**Task to carry out:** Your answer must hold only the lines below from the line containing "Target: green foliage" through the line containing "Place one marker on each instance of the stone.", each reproduced exactly.

(Saved entries)
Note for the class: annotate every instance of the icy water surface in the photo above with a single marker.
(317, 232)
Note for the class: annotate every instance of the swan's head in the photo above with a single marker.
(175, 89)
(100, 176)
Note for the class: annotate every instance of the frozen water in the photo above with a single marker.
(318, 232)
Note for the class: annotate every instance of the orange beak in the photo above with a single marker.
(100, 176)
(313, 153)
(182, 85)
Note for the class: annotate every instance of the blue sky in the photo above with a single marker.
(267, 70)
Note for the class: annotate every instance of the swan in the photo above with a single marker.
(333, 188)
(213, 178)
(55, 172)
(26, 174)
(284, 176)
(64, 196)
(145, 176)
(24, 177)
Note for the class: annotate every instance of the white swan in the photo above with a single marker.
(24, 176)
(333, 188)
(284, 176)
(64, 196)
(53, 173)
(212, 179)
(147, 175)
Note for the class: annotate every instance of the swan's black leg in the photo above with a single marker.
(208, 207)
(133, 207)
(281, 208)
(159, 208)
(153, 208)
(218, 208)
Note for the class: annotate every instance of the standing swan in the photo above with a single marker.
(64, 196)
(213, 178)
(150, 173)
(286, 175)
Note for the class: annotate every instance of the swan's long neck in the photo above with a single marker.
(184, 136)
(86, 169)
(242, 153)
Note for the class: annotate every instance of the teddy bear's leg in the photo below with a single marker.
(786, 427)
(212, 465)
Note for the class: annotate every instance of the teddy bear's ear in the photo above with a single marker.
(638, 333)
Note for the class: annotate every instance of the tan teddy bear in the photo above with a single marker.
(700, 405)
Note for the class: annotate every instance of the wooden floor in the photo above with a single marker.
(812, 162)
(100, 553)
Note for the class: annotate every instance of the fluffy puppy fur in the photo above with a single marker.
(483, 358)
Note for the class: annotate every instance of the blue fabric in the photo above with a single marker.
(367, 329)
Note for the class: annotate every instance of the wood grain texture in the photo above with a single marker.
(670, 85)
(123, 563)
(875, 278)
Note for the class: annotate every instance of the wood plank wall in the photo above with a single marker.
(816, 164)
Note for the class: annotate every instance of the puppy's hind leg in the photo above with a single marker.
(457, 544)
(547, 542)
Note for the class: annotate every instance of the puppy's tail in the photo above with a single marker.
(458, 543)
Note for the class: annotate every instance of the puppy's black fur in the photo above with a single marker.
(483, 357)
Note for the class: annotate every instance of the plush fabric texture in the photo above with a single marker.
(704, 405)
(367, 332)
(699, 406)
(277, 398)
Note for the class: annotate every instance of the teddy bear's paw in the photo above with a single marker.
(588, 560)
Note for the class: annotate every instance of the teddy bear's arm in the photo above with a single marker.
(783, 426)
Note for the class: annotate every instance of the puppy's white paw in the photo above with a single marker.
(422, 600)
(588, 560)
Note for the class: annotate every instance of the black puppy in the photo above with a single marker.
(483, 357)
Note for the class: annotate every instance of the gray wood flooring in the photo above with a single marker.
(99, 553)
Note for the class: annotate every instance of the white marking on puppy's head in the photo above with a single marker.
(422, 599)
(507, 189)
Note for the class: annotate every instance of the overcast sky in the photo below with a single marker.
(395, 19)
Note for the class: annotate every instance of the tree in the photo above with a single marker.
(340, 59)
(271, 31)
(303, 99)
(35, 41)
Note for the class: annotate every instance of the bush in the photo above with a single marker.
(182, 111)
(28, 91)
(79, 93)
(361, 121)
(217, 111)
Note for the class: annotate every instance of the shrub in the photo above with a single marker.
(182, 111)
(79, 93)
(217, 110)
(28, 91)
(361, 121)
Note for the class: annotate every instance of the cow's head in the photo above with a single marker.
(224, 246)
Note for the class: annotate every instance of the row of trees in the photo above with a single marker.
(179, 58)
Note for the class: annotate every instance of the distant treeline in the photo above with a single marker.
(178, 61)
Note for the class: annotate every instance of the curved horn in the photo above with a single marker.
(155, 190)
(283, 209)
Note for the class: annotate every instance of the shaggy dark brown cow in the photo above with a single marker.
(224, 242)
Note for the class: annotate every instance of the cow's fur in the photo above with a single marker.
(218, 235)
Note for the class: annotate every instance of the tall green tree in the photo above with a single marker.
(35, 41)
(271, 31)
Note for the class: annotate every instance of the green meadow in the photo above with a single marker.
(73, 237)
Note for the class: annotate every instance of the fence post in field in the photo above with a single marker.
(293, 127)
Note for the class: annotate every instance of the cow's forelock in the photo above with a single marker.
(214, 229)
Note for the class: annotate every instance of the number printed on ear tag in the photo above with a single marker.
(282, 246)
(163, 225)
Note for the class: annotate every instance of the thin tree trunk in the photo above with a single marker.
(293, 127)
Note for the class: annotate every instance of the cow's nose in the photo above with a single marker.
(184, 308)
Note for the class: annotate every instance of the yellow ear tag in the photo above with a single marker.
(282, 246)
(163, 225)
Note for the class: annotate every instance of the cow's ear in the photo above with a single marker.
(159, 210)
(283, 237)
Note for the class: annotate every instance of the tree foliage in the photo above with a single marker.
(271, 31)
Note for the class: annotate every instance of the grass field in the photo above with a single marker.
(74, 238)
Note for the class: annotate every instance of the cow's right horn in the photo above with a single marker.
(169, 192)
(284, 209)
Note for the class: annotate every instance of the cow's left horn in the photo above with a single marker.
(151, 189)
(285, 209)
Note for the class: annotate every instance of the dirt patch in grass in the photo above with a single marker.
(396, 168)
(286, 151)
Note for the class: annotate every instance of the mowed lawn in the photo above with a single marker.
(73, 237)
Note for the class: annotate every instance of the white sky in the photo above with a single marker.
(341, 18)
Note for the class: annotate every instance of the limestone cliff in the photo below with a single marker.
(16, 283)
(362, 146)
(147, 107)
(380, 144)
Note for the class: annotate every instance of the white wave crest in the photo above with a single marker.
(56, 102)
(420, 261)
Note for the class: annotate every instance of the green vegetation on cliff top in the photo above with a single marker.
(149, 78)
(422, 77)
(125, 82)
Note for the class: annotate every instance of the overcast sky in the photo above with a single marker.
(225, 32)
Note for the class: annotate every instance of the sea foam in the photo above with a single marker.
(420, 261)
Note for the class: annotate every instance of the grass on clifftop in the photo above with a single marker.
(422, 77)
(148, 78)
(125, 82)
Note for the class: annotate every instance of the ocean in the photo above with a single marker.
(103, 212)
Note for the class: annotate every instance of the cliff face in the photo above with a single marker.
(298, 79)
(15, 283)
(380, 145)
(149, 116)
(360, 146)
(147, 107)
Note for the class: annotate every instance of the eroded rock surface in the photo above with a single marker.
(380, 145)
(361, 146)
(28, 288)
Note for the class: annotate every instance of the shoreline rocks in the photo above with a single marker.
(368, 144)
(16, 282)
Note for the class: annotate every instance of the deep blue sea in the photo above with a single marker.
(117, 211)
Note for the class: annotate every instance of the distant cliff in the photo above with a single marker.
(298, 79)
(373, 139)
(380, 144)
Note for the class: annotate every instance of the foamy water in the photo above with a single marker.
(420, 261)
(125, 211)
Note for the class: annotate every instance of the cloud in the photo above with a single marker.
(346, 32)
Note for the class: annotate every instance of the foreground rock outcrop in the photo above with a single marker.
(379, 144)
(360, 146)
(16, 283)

---

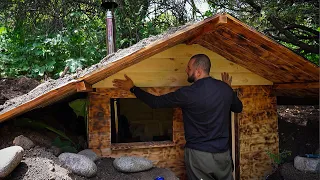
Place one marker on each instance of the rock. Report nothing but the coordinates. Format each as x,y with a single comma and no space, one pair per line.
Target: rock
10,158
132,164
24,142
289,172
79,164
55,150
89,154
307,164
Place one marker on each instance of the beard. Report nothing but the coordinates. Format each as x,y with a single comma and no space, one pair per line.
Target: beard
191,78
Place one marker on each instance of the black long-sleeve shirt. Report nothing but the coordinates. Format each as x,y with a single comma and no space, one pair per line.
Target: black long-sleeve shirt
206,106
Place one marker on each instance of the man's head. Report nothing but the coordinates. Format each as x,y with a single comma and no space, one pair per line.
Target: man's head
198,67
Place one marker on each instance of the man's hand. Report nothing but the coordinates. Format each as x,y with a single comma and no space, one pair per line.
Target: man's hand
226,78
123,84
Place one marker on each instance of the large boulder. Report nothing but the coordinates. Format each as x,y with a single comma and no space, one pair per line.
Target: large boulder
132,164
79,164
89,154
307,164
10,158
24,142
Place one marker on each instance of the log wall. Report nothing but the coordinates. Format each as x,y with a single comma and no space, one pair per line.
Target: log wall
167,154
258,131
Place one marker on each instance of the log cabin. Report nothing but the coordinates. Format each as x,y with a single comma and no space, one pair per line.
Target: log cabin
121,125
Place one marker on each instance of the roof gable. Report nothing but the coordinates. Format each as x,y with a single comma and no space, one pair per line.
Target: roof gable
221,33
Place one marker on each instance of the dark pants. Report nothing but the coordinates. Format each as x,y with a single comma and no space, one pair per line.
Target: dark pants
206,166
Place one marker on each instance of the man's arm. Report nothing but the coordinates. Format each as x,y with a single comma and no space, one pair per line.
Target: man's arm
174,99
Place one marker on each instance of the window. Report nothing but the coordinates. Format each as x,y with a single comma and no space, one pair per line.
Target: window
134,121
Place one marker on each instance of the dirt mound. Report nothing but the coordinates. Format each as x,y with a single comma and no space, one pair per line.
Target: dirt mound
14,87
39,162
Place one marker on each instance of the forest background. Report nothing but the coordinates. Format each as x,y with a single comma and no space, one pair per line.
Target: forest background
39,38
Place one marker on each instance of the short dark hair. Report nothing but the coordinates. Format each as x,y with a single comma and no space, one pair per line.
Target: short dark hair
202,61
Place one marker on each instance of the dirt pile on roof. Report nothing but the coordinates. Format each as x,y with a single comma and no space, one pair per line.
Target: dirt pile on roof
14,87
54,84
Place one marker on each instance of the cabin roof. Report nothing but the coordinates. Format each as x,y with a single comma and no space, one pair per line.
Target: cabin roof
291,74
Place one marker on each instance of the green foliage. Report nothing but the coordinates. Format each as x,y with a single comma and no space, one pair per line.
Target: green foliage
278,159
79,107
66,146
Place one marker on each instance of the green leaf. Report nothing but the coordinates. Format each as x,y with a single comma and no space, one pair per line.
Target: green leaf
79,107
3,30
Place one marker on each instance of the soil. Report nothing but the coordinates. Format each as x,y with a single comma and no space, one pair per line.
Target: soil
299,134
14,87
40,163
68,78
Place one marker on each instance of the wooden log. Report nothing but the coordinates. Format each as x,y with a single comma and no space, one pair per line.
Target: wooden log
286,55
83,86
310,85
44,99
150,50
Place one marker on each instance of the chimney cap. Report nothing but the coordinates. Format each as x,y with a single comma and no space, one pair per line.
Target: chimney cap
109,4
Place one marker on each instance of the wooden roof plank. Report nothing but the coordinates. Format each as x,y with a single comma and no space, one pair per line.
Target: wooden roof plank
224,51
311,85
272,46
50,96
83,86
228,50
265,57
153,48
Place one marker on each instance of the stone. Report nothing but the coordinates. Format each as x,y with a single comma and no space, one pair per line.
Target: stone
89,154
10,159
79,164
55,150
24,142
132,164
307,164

* * *

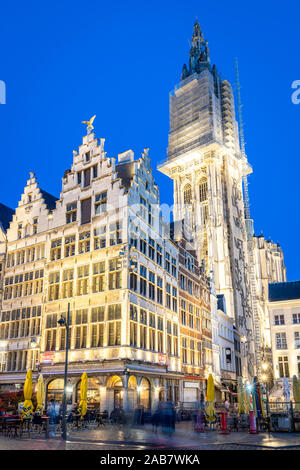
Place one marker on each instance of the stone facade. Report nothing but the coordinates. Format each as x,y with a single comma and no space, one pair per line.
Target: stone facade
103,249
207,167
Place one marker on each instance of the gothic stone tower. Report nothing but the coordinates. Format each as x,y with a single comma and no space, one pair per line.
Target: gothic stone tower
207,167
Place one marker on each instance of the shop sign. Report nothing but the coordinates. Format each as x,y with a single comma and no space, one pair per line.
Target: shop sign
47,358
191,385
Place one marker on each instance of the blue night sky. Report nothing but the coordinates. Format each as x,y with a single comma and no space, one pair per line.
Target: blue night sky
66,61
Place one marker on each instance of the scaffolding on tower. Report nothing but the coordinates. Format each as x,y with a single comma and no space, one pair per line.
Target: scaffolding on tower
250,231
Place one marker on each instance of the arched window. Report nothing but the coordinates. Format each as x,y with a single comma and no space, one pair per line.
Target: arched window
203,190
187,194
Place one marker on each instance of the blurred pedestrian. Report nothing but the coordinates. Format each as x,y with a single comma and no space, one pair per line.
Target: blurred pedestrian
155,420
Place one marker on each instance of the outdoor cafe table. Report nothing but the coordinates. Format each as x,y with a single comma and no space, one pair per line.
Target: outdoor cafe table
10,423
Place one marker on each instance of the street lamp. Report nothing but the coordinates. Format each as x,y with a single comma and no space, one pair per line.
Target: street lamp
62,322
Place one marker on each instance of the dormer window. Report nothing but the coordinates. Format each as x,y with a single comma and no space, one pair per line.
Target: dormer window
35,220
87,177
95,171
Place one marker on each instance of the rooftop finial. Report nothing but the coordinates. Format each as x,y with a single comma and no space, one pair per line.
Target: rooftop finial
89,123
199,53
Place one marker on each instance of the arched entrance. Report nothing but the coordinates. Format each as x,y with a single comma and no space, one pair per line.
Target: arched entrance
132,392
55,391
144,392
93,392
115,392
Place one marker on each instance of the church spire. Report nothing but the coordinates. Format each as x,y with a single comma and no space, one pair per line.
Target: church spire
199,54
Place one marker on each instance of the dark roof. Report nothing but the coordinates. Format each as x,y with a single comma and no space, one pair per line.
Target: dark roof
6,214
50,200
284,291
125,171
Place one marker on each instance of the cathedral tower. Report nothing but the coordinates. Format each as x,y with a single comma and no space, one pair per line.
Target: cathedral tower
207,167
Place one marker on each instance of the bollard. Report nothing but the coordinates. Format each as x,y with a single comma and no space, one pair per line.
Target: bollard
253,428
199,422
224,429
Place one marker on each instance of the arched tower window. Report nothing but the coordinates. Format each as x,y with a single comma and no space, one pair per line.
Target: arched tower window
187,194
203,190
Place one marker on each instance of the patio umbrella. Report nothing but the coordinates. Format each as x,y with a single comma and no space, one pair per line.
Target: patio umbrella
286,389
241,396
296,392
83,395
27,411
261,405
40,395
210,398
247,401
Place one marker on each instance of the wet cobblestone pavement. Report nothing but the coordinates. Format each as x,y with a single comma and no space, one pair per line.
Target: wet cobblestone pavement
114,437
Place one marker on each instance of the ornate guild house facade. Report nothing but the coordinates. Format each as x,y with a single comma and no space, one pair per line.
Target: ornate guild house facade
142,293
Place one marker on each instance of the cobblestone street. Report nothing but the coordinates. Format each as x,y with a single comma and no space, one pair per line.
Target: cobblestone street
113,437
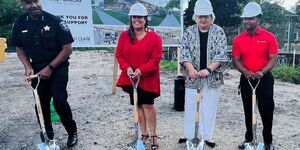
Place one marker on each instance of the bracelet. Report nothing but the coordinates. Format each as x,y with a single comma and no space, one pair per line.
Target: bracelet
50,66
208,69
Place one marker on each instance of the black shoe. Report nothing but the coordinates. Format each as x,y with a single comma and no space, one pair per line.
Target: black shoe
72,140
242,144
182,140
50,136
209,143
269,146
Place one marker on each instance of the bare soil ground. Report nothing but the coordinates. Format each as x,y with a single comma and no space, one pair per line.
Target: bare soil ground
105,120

**Output of the task:**
Target: green foliage
278,159
79,107
66,146
Place one marker on each instance of the green leaf. Report nothing but the coordinates. Format each as x,y with a single comma and no space, one pair per line.
Target: green leaf
79,107
3,30
Place one marker on each instance of the soil. Report nothing but the coordinates. Format each as x,y with a single comma and no space, one pair per line.
Target: soil
299,134
14,87
40,163
68,78
Place one marker on each instance of the wooden log. Report nothing but the coordinates. Format each as x,y with a single comma and no space, one pair per line.
Target: wooden log
286,55
83,86
310,85
44,99
150,50
Place one marker on each instance of the chimney cap. Report nothing but the coordinates. Format each as x,y with a single comma and no space, one pair per line.
Target: chimney cap
109,4
Place one marker on each instance of the wooden roof plank. Report nothing but the coordinates. Format each as x,y with a single comma and no space, one pair per line.
Target: wooden roof plank
224,51
311,85
272,46
50,96
83,86
228,50
265,57
153,48
Place one marker on each instance of the stone. Report nothing but the coordinates. Format each as x,y with a single comma and no space, one pair per line.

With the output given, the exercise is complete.